→ Description of the task: Begin at the line that contains "of the wispy" and stop after the final line. Rewrite every line in that span, and scale each answer point's coordinates by 1.7, rounding to whole numbers with halves going up. Keep all other lines and numbers unchanged.

Begin Entries provided

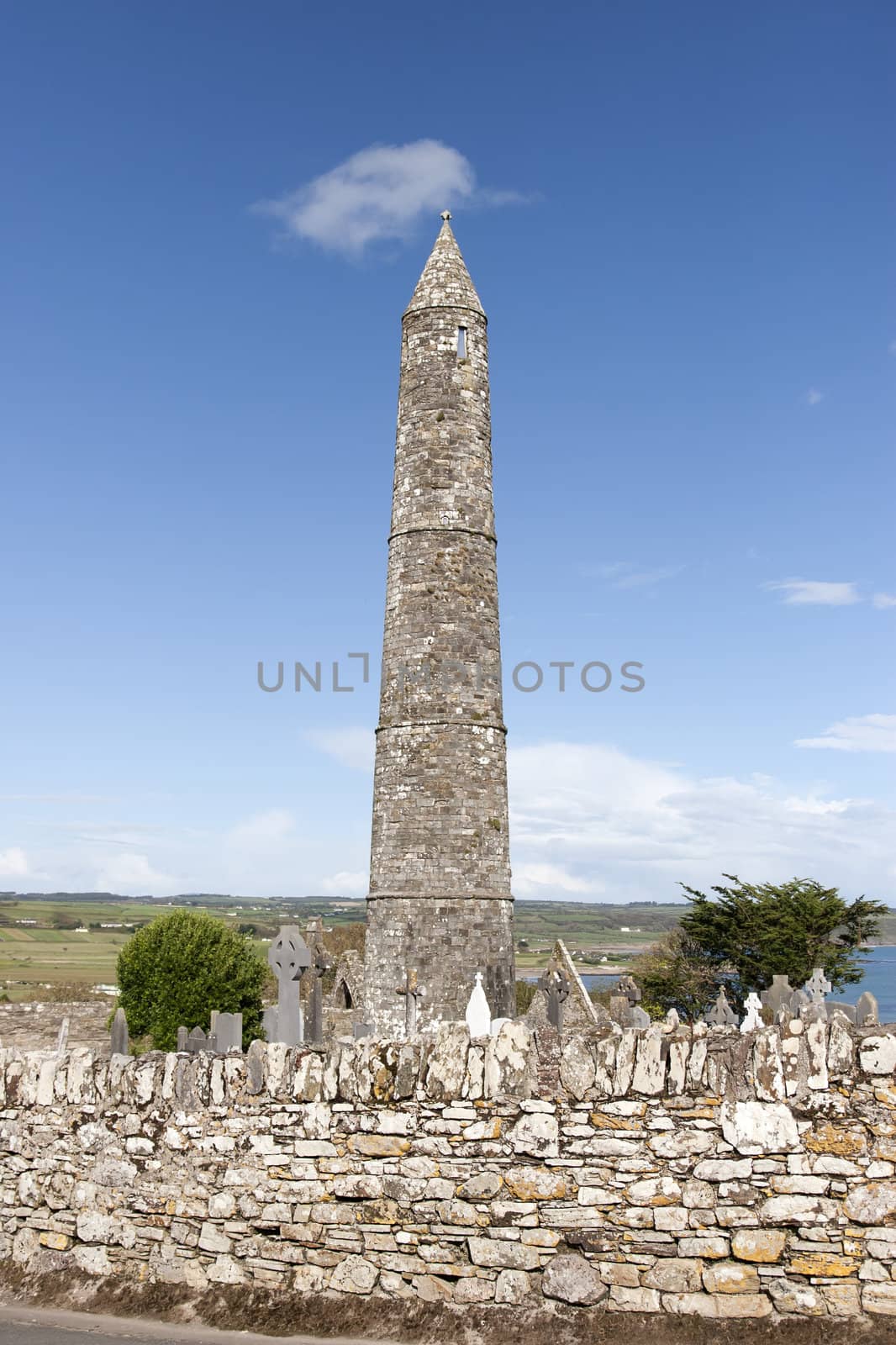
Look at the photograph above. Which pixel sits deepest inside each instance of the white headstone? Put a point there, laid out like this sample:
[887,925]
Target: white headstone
[478,1010]
[754,1019]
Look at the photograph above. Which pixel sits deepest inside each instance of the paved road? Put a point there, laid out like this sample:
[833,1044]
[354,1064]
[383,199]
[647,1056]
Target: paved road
[24,1325]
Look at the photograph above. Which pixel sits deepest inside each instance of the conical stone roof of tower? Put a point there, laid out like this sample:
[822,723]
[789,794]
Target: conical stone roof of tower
[445,282]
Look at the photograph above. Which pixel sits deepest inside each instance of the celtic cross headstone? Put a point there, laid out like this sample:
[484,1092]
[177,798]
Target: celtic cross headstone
[288,958]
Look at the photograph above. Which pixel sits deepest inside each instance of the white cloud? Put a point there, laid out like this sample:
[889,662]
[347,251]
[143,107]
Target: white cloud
[351,746]
[380,193]
[862,733]
[346,884]
[132,874]
[626,575]
[13,862]
[262,827]
[815,592]
[627,829]
[530,880]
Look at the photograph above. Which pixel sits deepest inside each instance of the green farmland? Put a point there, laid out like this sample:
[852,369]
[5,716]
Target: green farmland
[74,942]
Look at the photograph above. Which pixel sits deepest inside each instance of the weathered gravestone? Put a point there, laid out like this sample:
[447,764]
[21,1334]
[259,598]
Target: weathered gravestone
[226,1032]
[120,1044]
[625,1001]
[817,986]
[320,966]
[777,995]
[198,1042]
[754,1013]
[478,1012]
[555,982]
[289,958]
[412,990]
[721,1013]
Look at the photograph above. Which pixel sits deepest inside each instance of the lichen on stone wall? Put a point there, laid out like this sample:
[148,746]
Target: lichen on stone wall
[667,1172]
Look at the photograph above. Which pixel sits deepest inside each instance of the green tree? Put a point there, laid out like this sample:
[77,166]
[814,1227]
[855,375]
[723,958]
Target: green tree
[179,968]
[674,974]
[748,932]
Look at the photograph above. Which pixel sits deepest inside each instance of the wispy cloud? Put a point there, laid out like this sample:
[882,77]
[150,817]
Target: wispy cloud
[347,883]
[546,880]
[862,733]
[264,827]
[622,827]
[381,193]
[134,874]
[627,575]
[814,592]
[13,862]
[351,746]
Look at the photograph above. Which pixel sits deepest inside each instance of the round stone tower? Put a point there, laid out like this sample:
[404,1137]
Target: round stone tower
[440,905]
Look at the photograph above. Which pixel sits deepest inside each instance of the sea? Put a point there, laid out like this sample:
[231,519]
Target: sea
[880,978]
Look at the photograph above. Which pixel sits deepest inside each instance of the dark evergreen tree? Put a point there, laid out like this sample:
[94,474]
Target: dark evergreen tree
[751,932]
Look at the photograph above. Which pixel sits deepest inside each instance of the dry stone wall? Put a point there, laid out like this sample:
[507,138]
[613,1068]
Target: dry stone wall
[676,1172]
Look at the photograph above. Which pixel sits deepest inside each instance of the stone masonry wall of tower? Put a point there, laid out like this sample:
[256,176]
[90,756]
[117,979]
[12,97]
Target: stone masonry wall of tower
[440,873]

End Entries provided

→ Result below:
Look at the photograph above. Which pixel sits deepest inside each instance of the wispy cloud? Put a point there, laid out like this sample:
[882,77]
[150,817]
Target: wispy cloud
[590,1501]
[928,1496]
[1465,1246]
[449,1406]
[1057,1406]
[648,328]
[228,1486]
[1066,978]
[1384,1006]
[22,1465]
[597,1268]
Look at the photograph above. Which pixel sits deepest inside each instance of the round stone tower? Put a point there, laid out like this sample:
[404,1137]
Target: round stone tower
[748,1539]
Look at the photograph above. Which pixel sits deepest inside each instance of the sea? Put a point there, laid out like this sample:
[231,519]
Target: sea
[1496,1663]
Look at the photograph above. Which pixel sits deepest inside each instance of the dark evergreen tree? Put a point there, laid out like this sample:
[94,474]
Target: dark evergreen tree
[1277,1584]
Look at the photograph above. Which pixel sits deepest inside each instance of the dry stone wall? Put a point there, laid out like this sample:
[507,138]
[613,1068]
Target: dry stone wall
[1149,1992]
Look at the photograph above. Which pixel sits deepest inside each instance of the stone masonry wall of tower? Put a point there, laid out like this sample:
[256,176]
[90,756]
[117,979]
[12,97]
Target: stone masonry wall of tower
[748,1484]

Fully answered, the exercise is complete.